> _Exercise goal_: What is needed is a verbatim copy of the data, minus the pictures.

[Natural language region descriptions]
▼

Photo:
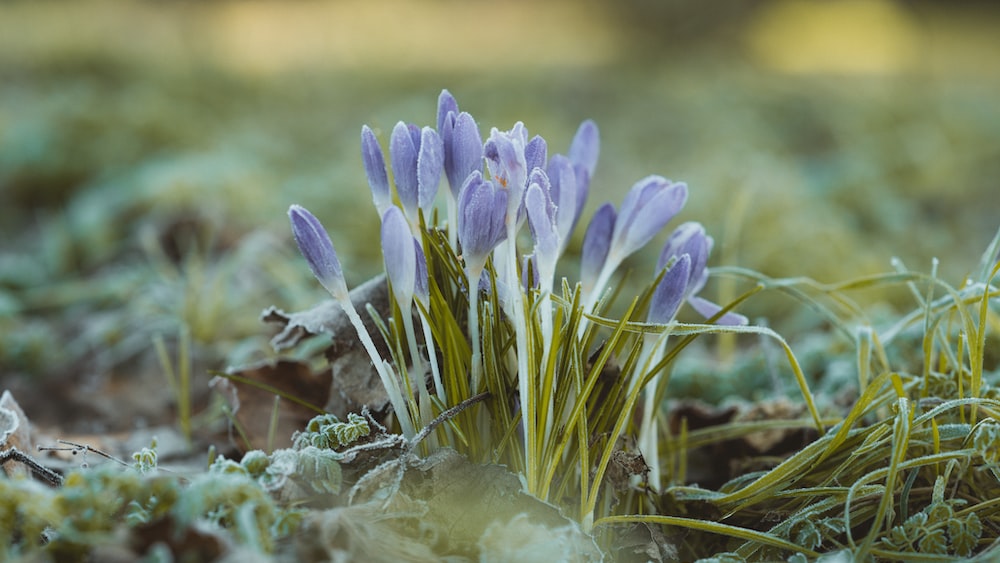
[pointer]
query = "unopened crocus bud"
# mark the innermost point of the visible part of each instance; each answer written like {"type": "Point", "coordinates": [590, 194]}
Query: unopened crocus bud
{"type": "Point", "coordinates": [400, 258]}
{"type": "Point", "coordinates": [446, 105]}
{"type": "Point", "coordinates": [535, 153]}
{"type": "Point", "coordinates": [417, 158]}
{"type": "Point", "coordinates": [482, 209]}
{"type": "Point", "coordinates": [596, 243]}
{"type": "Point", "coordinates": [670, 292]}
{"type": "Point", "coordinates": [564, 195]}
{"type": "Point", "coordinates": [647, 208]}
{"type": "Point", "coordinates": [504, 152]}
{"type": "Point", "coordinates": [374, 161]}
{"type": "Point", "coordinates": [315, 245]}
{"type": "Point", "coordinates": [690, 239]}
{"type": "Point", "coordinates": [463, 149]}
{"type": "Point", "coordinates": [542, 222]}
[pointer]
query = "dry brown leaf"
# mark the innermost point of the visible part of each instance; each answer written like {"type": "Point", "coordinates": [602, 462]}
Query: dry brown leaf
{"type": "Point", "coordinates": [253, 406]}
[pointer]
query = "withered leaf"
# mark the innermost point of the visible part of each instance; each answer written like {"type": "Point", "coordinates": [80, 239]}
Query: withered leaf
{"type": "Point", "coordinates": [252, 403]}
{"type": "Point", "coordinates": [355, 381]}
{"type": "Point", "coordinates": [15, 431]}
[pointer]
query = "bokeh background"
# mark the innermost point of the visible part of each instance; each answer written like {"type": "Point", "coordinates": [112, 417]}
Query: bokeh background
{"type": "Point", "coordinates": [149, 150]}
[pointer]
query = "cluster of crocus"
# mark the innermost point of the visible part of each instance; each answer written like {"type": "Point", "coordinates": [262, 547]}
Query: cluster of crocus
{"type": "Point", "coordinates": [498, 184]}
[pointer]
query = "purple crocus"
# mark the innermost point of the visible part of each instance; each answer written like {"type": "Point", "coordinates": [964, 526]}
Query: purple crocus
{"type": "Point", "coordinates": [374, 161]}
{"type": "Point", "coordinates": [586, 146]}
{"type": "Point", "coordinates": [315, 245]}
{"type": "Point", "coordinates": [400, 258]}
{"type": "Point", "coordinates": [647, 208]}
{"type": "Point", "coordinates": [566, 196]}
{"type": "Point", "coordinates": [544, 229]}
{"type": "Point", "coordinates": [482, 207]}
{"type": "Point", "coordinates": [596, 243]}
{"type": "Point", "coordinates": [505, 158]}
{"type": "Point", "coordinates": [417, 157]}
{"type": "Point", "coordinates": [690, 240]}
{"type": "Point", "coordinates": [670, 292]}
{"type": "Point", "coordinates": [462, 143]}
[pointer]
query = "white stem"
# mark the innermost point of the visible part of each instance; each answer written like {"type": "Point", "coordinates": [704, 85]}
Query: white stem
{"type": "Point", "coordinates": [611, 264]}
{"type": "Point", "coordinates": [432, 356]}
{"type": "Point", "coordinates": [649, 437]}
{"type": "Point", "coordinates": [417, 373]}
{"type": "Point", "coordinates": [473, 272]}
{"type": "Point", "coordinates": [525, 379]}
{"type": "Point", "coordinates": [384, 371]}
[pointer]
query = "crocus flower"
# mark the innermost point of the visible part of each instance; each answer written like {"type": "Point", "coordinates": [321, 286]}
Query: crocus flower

▲

> _Response to this exercise_:
Photo:
[pointer]
query = "unopened crocus bud"
# mark the innermost point of the visible part of each instance; each answer written like {"type": "Point", "coordinates": [590, 194]}
Query: unopened crocus bud
{"type": "Point", "coordinates": [400, 258]}
{"type": "Point", "coordinates": [446, 105]}
{"type": "Point", "coordinates": [535, 153]}
{"type": "Point", "coordinates": [417, 158]}
{"type": "Point", "coordinates": [482, 209]}
{"type": "Point", "coordinates": [596, 243]}
{"type": "Point", "coordinates": [670, 292]}
{"type": "Point", "coordinates": [564, 195]}
{"type": "Point", "coordinates": [647, 208]}
{"type": "Point", "coordinates": [504, 152]}
{"type": "Point", "coordinates": [374, 161]}
{"type": "Point", "coordinates": [315, 245]}
{"type": "Point", "coordinates": [690, 239]}
{"type": "Point", "coordinates": [463, 149]}
{"type": "Point", "coordinates": [542, 222]}
[pointer]
query = "dry brown leaf"
# mark the innermost point of the visible part of each instance; each answer written like {"type": "Point", "coordinates": [602, 462]}
Query: dry brown leaf
{"type": "Point", "coordinates": [253, 406]}
[pointer]
query = "withered leaf"
# mark the innermost point of the visible part of each instance; each answer written like {"type": "Point", "coordinates": [80, 239]}
Query: withered leaf
{"type": "Point", "coordinates": [252, 403]}
{"type": "Point", "coordinates": [355, 381]}
{"type": "Point", "coordinates": [15, 431]}
[pointer]
query = "bokeh background"
# mark the innermost point of the visible part of each instance; each answer written like {"type": "Point", "coordinates": [112, 417]}
Query: bokeh background
{"type": "Point", "coordinates": [149, 150]}
[pointer]
query = "cluster of crocus"
# mark the innermost point of the visible part of each instance; each answer written like {"type": "Point", "coordinates": [262, 547]}
Query: cluster of crocus
{"type": "Point", "coordinates": [498, 184]}
[pointer]
query = "purple crocus"
# mark the innermost point of the visible part of each instance; each answer written like {"type": "Point", "coordinates": [964, 526]}
Query: purple crocus
{"type": "Point", "coordinates": [374, 161]}
{"type": "Point", "coordinates": [586, 146]}
{"type": "Point", "coordinates": [315, 245]}
{"type": "Point", "coordinates": [400, 258]}
{"type": "Point", "coordinates": [647, 208]}
{"type": "Point", "coordinates": [566, 196]}
{"type": "Point", "coordinates": [544, 229]}
{"type": "Point", "coordinates": [482, 207]}
{"type": "Point", "coordinates": [596, 243]}
{"type": "Point", "coordinates": [505, 158]}
{"type": "Point", "coordinates": [417, 157]}
{"type": "Point", "coordinates": [690, 240]}
{"type": "Point", "coordinates": [670, 292]}
{"type": "Point", "coordinates": [462, 143]}
[pointer]
query = "white stem"
# mark the innermost point of the visible part of each instance; each answer written like {"type": "Point", "coordinates": [704, 85]}
Query: white stem
{"type": "Point", "coordinates": [611, 264]}
{"type": "Point", "coordinates": [432, 356]}
{"type": "Point", "coordinates": [649, 437]}
{"type": "Point", "coordinates": [417, 373]}
{"type": "Point", "coordinates": [473, 272]}
{"type": "Point", "coordinates": [525, 379]}
{"type": "Point", "coordinates": [384, 371]}
[pointer]
query = "crocus flower"
# mark the innermost point of the visible part of each instance; each answer written like {"type": "Point", "coordinates": [321, 286]}
Query: crocus flower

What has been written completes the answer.